- [Object position labeling entries]:
========================================================================

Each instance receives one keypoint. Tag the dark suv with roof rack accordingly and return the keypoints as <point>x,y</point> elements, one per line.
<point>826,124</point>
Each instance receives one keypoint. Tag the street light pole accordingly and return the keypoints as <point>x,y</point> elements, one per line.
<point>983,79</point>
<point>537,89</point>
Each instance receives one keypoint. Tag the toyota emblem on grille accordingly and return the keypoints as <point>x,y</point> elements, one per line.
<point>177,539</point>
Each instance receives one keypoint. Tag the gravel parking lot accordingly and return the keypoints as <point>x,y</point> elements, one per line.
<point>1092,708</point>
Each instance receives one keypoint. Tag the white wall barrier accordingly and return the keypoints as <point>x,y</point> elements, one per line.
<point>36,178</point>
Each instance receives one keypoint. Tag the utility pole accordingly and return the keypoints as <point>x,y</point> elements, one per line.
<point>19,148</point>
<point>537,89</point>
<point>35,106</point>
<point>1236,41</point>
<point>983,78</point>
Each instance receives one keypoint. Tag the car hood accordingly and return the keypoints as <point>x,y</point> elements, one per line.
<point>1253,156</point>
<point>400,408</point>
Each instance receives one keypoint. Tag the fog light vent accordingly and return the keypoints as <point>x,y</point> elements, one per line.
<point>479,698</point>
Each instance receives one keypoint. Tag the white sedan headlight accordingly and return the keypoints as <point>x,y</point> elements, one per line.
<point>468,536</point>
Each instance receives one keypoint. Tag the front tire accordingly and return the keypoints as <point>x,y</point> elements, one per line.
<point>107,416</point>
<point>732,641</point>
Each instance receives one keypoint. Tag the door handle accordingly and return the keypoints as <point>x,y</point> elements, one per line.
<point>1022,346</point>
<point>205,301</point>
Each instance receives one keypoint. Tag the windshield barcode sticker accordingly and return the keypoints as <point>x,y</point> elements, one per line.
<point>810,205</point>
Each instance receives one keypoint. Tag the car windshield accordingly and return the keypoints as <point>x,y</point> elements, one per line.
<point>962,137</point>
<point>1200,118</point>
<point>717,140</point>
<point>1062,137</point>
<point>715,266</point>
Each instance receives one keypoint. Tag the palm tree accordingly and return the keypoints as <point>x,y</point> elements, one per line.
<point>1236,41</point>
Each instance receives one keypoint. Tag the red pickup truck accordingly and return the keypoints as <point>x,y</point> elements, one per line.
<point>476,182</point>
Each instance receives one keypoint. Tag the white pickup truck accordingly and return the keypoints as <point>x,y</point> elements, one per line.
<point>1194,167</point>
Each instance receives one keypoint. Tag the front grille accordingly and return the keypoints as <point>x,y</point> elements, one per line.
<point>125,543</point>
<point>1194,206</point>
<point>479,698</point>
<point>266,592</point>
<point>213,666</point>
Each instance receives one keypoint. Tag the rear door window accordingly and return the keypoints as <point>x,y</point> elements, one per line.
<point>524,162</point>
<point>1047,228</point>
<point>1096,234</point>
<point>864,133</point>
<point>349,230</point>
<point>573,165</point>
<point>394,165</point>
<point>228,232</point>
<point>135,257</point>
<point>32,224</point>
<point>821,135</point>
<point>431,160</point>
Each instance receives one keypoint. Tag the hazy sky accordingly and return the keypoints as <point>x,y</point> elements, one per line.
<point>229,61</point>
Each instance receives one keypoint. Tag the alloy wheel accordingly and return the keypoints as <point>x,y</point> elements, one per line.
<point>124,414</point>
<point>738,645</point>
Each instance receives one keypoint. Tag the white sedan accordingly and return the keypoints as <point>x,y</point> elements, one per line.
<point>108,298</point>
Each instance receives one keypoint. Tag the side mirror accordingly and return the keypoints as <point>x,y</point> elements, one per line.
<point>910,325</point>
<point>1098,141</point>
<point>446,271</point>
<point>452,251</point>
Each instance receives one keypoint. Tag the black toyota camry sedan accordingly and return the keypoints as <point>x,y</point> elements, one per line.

========================================================================

- [What you are asked to do]: Reproduce the lines of the listing verbatim, starting with the line containing "Each instance receives one keypoint. Tag the white wall" and ending with the line containing "<point>715,266</point>", both included.

- [Exercise response]:
Each instance receives one keypoint. Tag the white wall barrier accordingly and return the keypoints as <point>x,y</point> elements, one per line.
<point>36,178</point>
Each instance receives one keypoint. Tag the utility pole accordingly and return the keypoints as <point>x,y</point> elements, one per line.
<point>19,148</point>
<point>537,89</point>
<point>35,106</point>
<point>1236,41</point>
<point>983,78</point>
Each instance receives one keypoint. Tag the car hood accordingly and return the keypoints as <point>x,y</point> elements, one per line.
<point>1253,156</point>
<point>400,408</point>
Each instance receives one keypoint. Tag the fog light vent accordingly and return the keypoints as <point>x,y</point> elements, one per line.
<point>479,698</point>
Each instance receives one keypoint. Tag the white sedan headlight accordingly and return the keypoints as <point>x,y</point> elements, one per line.
<point>468,536</point>
Each instance receives one keypoint. Tag the front tire accordingly and return the keypoints as <point>x,y</point> elements, one per line.
<point>107,416</point>
<point>732,641</point>
Each instance receives one keypoint. Tag the door handle accordingly and return the keypoints as <point>x,y</point> elements, one per line.
<point>1022,346</point>
<point>205,301</point>
Each instance receives one keypoint. Tag the windshield barcode sticker accordingly and return the keypoints as <point>x,y</point> elements, one per line.
<point>810,205</point>
Each instance receives one keypoint. Tag the car windshield accordingly and return the keypoints as <point>x,y</point> elements, one per line.
<point>962,137</point>
<point>1200,118</point>
<point>717,140</point>
<point>1062,137</point>
<point>715,266</point>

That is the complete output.